>>>>
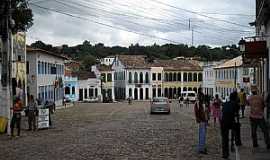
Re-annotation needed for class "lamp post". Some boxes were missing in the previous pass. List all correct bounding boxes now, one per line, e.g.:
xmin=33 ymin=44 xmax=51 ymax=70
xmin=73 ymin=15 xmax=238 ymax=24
xmin=100 ymin=75 xmax=104 ymax=102
xmin=238 ymin=38 xmax=246 ymax=92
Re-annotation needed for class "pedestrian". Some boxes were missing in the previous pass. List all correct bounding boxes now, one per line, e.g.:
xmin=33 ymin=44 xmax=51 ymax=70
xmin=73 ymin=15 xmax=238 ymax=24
xmin=45 ymin=101 xmax=55 ymax=127
xmin=27 ymin=95 xmax=38 ymax=131
xmin=247 ymin=88 xmax=270 ymax=149
xmin=194 ymin=88 xmax=207 ymax=154
xmin=179 ymin=96 xmax=184 ymax=108
xmin=204 ymin=94 xmax=211 ymax=125
xmin=238 ymin=88 xmax=247 ymax=118
xmin=212 ymin=94 xmax=222 ymax=126
xmin=186 ymin=97 xmax=189 ymax=107
xmin=220 ymin=93 xmax=238 ymax=158
xmin=10 ymin=97 xmax=23 ymax=137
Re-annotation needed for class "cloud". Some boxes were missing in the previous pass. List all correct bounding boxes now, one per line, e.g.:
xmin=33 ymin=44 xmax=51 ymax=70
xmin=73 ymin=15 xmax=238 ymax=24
xmin=28 ymin=0 xmax=255 ymax=46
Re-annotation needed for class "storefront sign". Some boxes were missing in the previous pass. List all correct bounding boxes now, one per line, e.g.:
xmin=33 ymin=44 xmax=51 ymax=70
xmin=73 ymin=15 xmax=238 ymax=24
xmin=244 ymin=41 xmax=268 ymax=58
xmin=38 ymin=109 xmax=49 ymax=129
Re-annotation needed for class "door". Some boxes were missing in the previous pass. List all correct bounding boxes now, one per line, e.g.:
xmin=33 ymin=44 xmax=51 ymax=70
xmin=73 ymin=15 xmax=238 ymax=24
xmin=79 ymin=89 xmax=83 ymax=101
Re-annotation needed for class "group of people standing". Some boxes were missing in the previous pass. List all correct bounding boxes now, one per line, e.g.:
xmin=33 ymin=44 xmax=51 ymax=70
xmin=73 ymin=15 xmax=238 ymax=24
xmin=194 ymin=88 xmax=270 ymax=158
xmin=10 ymin=94 xmax=55 ymax=137
xmin=10 ymin=95 xmax=38 ymax=137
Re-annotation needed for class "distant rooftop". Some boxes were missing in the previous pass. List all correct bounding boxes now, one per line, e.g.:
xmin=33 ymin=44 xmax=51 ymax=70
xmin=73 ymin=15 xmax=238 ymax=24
xmin=215 ymin=56 xmax=243 ymax=69
xmin=26 ymin=47 xmax=68 ymax=60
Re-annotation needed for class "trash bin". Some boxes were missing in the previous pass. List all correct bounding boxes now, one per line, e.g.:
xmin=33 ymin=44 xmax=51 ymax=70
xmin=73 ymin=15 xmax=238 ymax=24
xmin=0 ymin=117 xmax=8 ymax=133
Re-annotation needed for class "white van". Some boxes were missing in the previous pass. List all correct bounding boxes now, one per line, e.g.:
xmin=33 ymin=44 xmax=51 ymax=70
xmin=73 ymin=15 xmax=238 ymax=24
xmin=181 ymin=91 xmax=196 ymax=102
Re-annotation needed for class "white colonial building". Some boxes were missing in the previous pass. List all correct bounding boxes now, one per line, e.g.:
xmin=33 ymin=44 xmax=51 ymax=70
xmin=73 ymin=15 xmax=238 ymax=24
xmin=100 ymin=56 xmax=115 ymax=66
xmin=27 ymin=48 xmax=66 ymax=106
xmin=77 ymin=72 xmax=102 ymax=102
xmin=113 ymin=55 xmax=152 ymax=100
xmin=91 ymin=65 xmax=115 ymax=102
xmin=214 ymin=56 xmax=253 ymax=98
xmin=203 ymin=61 xmax=223 ymax=96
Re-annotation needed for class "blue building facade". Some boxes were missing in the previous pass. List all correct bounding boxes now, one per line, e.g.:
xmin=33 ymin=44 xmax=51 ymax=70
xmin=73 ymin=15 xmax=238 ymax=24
xmin=64 ymin=76 xmax=79 ymax=102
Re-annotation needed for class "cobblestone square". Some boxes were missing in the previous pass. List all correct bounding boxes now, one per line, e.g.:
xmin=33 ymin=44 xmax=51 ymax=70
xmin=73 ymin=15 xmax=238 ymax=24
xmin=0 ymin=102 xmax=227 ymax=160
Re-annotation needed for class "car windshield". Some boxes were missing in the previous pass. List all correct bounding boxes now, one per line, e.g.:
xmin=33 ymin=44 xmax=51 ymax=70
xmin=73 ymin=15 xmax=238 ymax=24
xmin=153 ymin=98 xmax=167 ymax=102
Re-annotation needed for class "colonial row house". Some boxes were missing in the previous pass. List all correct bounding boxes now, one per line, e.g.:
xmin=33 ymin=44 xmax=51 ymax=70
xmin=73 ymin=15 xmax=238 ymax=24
xmin=112 ymin=55 xmax=203 ymax=100
xmin=26 ymin=48 xmax=67 ymax=106
xmin=91 ymin=63 xmax=115 ymax=102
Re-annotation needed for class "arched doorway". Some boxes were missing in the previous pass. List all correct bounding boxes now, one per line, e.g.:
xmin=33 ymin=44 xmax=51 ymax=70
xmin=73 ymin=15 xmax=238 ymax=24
xmin=169 ymin=88 xmax=173 ymax=99
xmin=177 ymin=87 xmax=181 ymax=97
xmin=140 ymin=88 xmax=143 ymax=100
xmin=164 ymin=88 xmax=169 ymax=98
xmin=134 ymin=88 xmax=138 ymax=100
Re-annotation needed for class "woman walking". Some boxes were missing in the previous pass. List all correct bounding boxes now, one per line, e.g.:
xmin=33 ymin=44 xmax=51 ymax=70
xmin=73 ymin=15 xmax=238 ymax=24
xmin=27 ymin=95 xmax=38 ymax=131
xmin=194 ymin=88 xmax=207 ymax=154
xmin=212 ymin=94 xmax=222 ymax=126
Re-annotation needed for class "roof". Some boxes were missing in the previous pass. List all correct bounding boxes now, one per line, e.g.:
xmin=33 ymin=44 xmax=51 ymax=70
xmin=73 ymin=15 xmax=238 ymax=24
xmin=73 ymin=71 xmax=97 ymax=80
xmin=215 ymin=56 xmax=243 ymax=69
xmin=97 ymin=65 xmax=112 ymax=71
xmin=118 ymin=55 xmax=151 ymax=69
xmin=151 ymin=59 xmax=202 ymax=71
xmin=26 ymin=47 xmax=68 ymax=60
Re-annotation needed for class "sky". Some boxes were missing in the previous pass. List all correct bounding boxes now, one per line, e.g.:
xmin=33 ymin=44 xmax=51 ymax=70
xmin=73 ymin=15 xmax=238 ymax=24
xmin=27 ymin=0 xmax=255 ymax=46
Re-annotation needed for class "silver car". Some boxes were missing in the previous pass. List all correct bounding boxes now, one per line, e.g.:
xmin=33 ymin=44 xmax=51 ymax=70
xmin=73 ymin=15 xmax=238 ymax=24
xmin=151 ymin=97 xmax=171 ymax=114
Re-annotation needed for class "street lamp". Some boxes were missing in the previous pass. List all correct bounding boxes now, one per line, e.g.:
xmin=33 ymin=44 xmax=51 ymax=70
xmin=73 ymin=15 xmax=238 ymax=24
xmin=238 ymin=38 xmax=246 ymax=53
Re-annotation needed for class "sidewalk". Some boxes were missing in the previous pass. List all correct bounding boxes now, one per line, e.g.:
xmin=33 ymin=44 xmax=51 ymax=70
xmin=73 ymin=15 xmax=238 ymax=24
xmin=236 ymin=117 xmax=270 ymax=160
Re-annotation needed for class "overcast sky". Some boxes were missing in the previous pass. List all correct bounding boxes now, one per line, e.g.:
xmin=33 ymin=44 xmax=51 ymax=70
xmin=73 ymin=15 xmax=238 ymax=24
xmin=27 ymin=0 xmax=255 ymax=46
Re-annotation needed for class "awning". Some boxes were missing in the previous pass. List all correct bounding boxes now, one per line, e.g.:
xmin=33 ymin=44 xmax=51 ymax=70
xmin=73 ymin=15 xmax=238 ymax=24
xmin=244 ymin=41 xmax=268 ymax=59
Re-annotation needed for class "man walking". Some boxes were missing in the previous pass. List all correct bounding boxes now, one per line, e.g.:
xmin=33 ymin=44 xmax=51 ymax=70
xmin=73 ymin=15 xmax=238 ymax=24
xmin=194 ymin=88 xmax=207 ymax=154
xmin=10 ymin=97 xmax=23 ymax=137
xmin=27 ymin=95 xmax=38 ymax=131
xmin=238 ymin=88 xmax=247 ymax=118
xmin=220 ymin=92 xmax=238 ymax=158
xmin=247 ymin=88 xmax=270 ymax=149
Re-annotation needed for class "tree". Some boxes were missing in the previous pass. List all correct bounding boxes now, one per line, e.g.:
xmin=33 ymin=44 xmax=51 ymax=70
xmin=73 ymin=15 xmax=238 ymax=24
xmin=81 ymin=55 xmax=96 ymax=71
xmin=11 ymin=0 xmax=33 ymax=33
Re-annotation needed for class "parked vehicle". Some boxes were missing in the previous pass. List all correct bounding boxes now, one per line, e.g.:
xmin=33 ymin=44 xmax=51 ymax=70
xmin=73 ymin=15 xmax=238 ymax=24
xmin=151 ymin=97 xmax=171 ymax=114
xmin=181 ymin=91 xmax=196 ymax=102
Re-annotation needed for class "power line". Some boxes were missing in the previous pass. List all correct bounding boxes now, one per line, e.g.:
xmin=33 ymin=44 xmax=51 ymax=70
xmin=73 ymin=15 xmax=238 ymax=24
xmin=30 ymin=3 xmax=185 ymax=44
xmin=49 ymin=0 xmax=238 ymax=42
xmin=151 ymin=0 xmax=250 ymax=28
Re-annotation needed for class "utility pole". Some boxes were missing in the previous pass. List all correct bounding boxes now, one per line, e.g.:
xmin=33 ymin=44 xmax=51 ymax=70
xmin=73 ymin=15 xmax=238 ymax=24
xmin=0 ymin=0 xmax=13 ymax=135
xmin=188 ymin=18 xmax=194 ymax=46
<<<<
Recast the data from its start through the line containing "xmin=238 ymin=38 xmax=246 ymax=92" as a Markdown table with columns Row and Text, giving each line a row number and skipping blank lines. Leave the pictures out.

§ **Output for this exercise**:
| Row | Text |
|---|---|
| 1 | Re-annotation needed for class "lamp post". Some boxes were missing in the previous pass. List all correct bounding boxes now, one per line, e.g.: |
| 2 | xmin=33 ymin=44 xmax=51 ymax=70 |
| 3 | xmin=73 ymin=15 xmax=238 ymax=24 |
| 4 | xmin=100 ymin=75 xmax=104 ymax=102 |
| 5 | xmin=238 ymin=38 xmax=246 ymax=92 |